> _Problem statement_: Your answer must be an exact copy of the records below, with no pictures in it.

> _Saved entries_:
-.-.-
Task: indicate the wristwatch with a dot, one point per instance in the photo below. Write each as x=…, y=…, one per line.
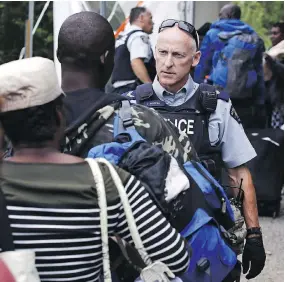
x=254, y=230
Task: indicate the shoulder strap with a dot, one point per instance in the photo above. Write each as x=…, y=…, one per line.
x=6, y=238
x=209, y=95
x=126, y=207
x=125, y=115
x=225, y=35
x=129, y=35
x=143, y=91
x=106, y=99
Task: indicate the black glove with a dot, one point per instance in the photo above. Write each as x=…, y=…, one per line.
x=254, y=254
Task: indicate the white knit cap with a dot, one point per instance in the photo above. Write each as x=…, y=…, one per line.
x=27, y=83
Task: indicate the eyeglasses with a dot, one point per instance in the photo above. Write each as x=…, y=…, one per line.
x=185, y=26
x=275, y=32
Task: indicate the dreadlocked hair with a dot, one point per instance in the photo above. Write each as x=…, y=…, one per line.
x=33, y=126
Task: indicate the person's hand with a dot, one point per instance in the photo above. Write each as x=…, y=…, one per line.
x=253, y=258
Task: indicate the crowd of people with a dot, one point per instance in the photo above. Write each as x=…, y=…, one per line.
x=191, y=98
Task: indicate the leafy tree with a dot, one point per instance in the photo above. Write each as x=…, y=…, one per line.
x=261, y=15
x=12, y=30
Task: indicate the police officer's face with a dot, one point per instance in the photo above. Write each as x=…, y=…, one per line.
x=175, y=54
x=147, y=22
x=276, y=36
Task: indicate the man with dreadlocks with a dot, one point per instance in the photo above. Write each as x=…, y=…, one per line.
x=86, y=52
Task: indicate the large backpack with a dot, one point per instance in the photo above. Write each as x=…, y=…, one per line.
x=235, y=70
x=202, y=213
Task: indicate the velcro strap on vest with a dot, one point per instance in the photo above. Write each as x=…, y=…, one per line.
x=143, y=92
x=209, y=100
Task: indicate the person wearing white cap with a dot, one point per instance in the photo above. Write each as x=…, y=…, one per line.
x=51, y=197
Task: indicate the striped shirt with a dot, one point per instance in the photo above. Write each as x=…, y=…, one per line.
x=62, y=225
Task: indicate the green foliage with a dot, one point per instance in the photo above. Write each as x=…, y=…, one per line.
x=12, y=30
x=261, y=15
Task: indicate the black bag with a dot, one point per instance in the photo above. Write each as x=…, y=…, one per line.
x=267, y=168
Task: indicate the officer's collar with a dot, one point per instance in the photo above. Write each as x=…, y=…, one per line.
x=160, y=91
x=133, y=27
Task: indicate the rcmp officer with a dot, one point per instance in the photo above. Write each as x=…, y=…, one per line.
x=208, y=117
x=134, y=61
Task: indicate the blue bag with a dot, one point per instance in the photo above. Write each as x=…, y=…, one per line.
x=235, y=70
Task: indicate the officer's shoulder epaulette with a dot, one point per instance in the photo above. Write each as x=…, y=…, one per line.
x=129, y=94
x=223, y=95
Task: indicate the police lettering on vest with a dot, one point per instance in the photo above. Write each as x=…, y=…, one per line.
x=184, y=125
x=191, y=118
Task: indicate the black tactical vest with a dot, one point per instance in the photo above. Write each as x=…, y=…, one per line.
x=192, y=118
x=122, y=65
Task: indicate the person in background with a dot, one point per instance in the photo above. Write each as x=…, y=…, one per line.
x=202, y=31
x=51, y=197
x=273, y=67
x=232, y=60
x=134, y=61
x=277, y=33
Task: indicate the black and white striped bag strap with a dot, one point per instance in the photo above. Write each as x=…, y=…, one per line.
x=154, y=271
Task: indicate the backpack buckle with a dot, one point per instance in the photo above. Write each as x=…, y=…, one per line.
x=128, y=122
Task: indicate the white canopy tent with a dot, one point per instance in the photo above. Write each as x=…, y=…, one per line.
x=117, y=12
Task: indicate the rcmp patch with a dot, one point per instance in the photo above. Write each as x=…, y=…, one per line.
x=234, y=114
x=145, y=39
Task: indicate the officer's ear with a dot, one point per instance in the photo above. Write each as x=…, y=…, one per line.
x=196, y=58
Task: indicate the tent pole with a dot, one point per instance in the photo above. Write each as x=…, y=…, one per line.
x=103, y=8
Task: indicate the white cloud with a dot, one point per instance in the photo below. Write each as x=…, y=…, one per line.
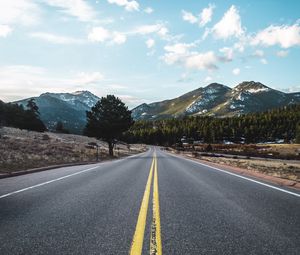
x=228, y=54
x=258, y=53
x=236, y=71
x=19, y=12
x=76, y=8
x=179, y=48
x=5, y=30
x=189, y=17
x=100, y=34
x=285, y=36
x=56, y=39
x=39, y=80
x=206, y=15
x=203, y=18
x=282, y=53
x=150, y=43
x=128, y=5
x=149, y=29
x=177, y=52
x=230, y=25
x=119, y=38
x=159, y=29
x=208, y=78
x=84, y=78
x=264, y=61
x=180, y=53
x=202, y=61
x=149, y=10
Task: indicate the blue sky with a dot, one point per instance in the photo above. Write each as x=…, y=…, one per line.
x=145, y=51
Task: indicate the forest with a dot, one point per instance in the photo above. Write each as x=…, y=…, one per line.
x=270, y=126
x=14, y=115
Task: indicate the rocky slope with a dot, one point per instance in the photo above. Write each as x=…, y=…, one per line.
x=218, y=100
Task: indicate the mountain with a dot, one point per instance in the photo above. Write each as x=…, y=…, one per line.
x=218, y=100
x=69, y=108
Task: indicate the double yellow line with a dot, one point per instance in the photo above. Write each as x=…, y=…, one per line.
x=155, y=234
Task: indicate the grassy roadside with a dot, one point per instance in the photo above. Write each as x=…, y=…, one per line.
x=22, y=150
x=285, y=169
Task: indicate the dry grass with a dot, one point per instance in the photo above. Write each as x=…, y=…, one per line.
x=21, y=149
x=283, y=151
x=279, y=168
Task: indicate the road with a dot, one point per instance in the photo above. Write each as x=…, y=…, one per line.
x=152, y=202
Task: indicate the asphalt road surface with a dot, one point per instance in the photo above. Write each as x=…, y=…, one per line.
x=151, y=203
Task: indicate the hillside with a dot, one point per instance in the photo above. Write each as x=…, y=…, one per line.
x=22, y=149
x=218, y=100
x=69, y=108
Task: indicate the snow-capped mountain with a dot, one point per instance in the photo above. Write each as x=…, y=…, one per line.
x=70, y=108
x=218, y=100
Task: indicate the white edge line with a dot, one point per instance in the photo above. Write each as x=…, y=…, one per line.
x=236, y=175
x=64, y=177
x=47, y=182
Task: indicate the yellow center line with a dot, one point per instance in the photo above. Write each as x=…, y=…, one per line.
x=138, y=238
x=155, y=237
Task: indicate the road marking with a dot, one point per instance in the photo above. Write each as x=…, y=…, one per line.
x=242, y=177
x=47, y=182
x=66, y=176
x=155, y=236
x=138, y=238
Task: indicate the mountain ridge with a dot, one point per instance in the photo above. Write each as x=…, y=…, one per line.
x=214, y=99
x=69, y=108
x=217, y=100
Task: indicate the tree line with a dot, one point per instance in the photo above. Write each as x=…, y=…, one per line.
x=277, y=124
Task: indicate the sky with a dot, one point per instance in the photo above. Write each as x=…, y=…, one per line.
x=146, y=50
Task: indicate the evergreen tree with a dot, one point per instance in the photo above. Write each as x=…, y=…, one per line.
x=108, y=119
-.-.-
> _Output of the task_:
Task: indicate the wristwatch with a dot, one point per instance in the photo below. Write each as x=…, y=…, one per line.
x=254, y=230
Task: indicate the shoulder strap with a dot, one point per instance in the photo above. Write each as x=…, y=…, one per line.
x=6, y=238
x=209, y=95
x=126, y=207
x=125, y=115
x=225, y=35
x=129, y=35
x=143, y=91
x=106, y=99
Task: indicate the black glove with a dot, one point per instance in the photo above. Write each as x=…, y=…, one per line.
x=254, y=254
Task: indicate the white knit cap with a dot, one point per instance in the photo above. Write each as x=…, y=…, one per line.
x=27, y=83
Task: indicate the eyeglasses with a dot, one point per instance in the photo above. Write each as x=…, y=…, one per line.
x=185, y=26
x=275, y=32
Task: indicate the dreadlocked hair with a dot, one point per instance in the photo above. Write each as x=…, y=…, one per line.
x=33, y=126
Task: indicate the person's hand with a dot, one point per instance in the photo above. Write each as x=…, y=…, one per line.
x=253, y=258
Task: indicate the crowd of people with a dot, one point per instance in the photo above. Write each as x=…, y=…, one per line.
x=191, y=98
Task: indicate the leafy tree with a dot, one point per instance in the photo above. Write each as x=…, y=…, one per line.
x=261, y=15
x=12, y=30
Task: indicate the police officer's face with a dot, one point per instance in the photo above. Write each as x=…, y=…, one per line.
x=175, y=54
x=147, y=22
x=276, y=36
Task: indicate the man with dreadlocks with a dot, one point per instance in the photo above. Write each as x=…, y=…, one per line.
x=86, y=52
Task: indicate the large backpack with a dot, one point per instance in the photo above. Write each as x=…, y=…, one per line.
x=235, y=70
x=202, y=213
Task: indicate the velcro strap on vest with a dot, one point per instance in the photo above. Write each as x=…, y=…, one per line.
x=143, y=92
x=209, y=100
Task: indicate the person wearing white cap with a dot, one point per instance in the photo above. Write each as x=…, y=…, one per line.
x=51, y=197
Task: indicate the striped shirt with a dot, one point per instance in the photo above. Write each as x=…, y=…, one per line.
x=62, y=225
Task: indicate the green foliage with a dot, one point per instance in the photo above. Write each as x=…, y=…, one per line.
x=12, y=30
x=261, y=15
Task: indicate the black bag with a dot, one point per instance in the photo above. Write each as x=…, y=…, one per line.
x=267, y=168
Task: indicate the officer's collar with a dot, one point per instance in the photo above. Write each as x=…, y=…, one per line.
x=160, y=91
x=133, y=27
Task: indicate the rcmp officer with a dot, one point per instance in the photo above. Write each as x=…, y=…, one per line.
x=208, y=117
x=134, y=61
Task: indicate the blue bag with a dot, one point per instance in the photo above. Write each as x=…, y=…, one per line.
x=235, y=70
Task: indicate the officer's shoulder epaulette with a dot, one point per instance in the photo above. Write each as x=…, y=…, one per line.
x=129, y=94
x=223, y=95
Task: indicate the police lettering on vest with a dot, one point per instance in the photo above. Write each as x=…, y=…, one per line.
x=184, y=125
x=191, y=118
Task: indicate the black tactical vest with a dot, one point per instance in the photo above. Write each as x=…, y=…, one per line.
x=192, y=118
x=122, y=65
Task: indicate the person in background with a dot, one point per instance in the photo above. Write each as x=…, y=…, one per line.
x=202, y=31
x=51, y=197
x=273, y=67
x=232, y=60
x=134, y=61
x=277, y=33
Task: indicate the black and white striped bag strap with a dot, one point per instance in the photo above. Write each as x=…, y=…, one per line.
x=154, y=271
Task: indicate the backpack buckle with a dot, one point per instance in the photo above. Write each as x=…, y=…, one per line.
x=128, y=122
Task: indicate the white canopy tent with a dot, one point per instance in the photo above. Write each as x=…, y=…, one per line.
x=117, y=12
Task: indicate the rcmp patch with a dot, one point per instance in the photo above. Write each as x=…, y=…, one per line.
x=234, y=114
x=145, y=39
Task: indicate the officer's ear with a dot, one point per instance in the photo above. Write each as x=…, y=…, one per line.
x=196, y=58
Task: indicate the tent pole with a dot, one point per instance in the photo above. Write each as x=…, y=…, one per line.
x=103, y=8
Task: indicate the white cloud with a dot, one point per instance in the photo below. Write each as x=…, y=…, one per line.
x=228, y=54
x=258, y=53
x=236, y=71
x=19, y=12
x=76, y=8
x=179, y=48
x=5, y=30
x=189, y=17
x=100, y=34
x=285, y=36
x=56, y=39
x=39, y=80
x=206, y=15
x=203, y=18
x=282, y=53
x=150, y=43
x=128, y=5
x=149, y=29
x=177, y=52
x=230, y=25
x=119, y=38
x=159, y=29
x=208, y=78
x=84, y=78
x=264, y=61
x=180, y=53
x=202, y=61
x=149, y=10
Task: indicate the blue sky with a dot, one point per instance in the photo above. Write each as x=…, y=…, one per line.
x=145, y=51
Task: indicate the forest with a dot, one point per instance in the photo above. Write each as x=…, y=…, one per line.
x=270, y=126
x=14, y=115
Task: indicate the rocky slope with a dot, one point per instance in the photo above. Write each as x=…, y=…, one per line.
x=218, y=100
Task: indicate the mountain with a dot, one point per instance in the photo above. Write each as x=…, y=…, one per line.
x=218, y=100
x=69, y=108
Task: indicate the double yellow line with a dot, one point per instance in the photo above. Write each as x=…, y=…, one per line.
x=155, y=234
Task: indicate the grassy roadside with a dot, one point per instance in the photo above. Write each as x=…, y=…, one per line.
x=22, y=150
x=285, y=169
Task: indicate the dry grass with a dot, one point per instance in the photo above. Write each as x=…, y=…, one per line.
x=21, y=149
x=283, y=151
x=279, y=168
Task: indicate the road with a dot, one point per instance in the photo above. Write each as x=…, y=…, one per line.
x=152, y=202
Task: indicate the asphalt road surface with a dot, one point per instance in the photo above. Write each as x=…, y=…, one per line.
x=151, y=203
Task: indicate the hillside with a dot, one point per instance in the photo above. Write each as x=…, y=…, one per line.
x=22, y=149
x=218, y=100
x=69, y=108
Task: indicate the snow-capped mountain with a dot, one point per instance in the photo above. Write each as x=…, y=…, one per line.
x=70, y=108
x=218, y=100
Task: indicate the white edge line with a dot, one point per instance in the photo above. Write each as x=…, y=…, one per line.
x=236, y=175
x=64, y=177
x=47, y=182
Task: indicate the yellow center line with a dot, one point per instance in the photo above. Write each as x=…, y=…, one per line.
x=138, y=238
x=155, y=237
Task: indicate the road marking with a dot, one point per instance in the photo above. Write each as x=…, y=…, one per line.
x=242, y=177
x=47, y=182
x=66, y=176
x=155, y=236
x=138, y=238
Task: indicate the mountain ridge with a dot, one point per instance in the photo above. Write each as x=…, y=…, one per line.
x=214, y=99
x=69, y=108
x=217, y=100
Task: indicate the tree line with a dot, one point per instance in the photo above. Write each as x=…, y=…, one per line.
x=277, y=124
Task: indicate the sky with a dot, one point per instance in the photo above. Write each as x=…, y=…, one per line.
x=146, y=50
Task: indicate the evergreen tree with a dot, one point per instance in the photo above. Write each as x=…, y=…, one per line.
x=108, y=119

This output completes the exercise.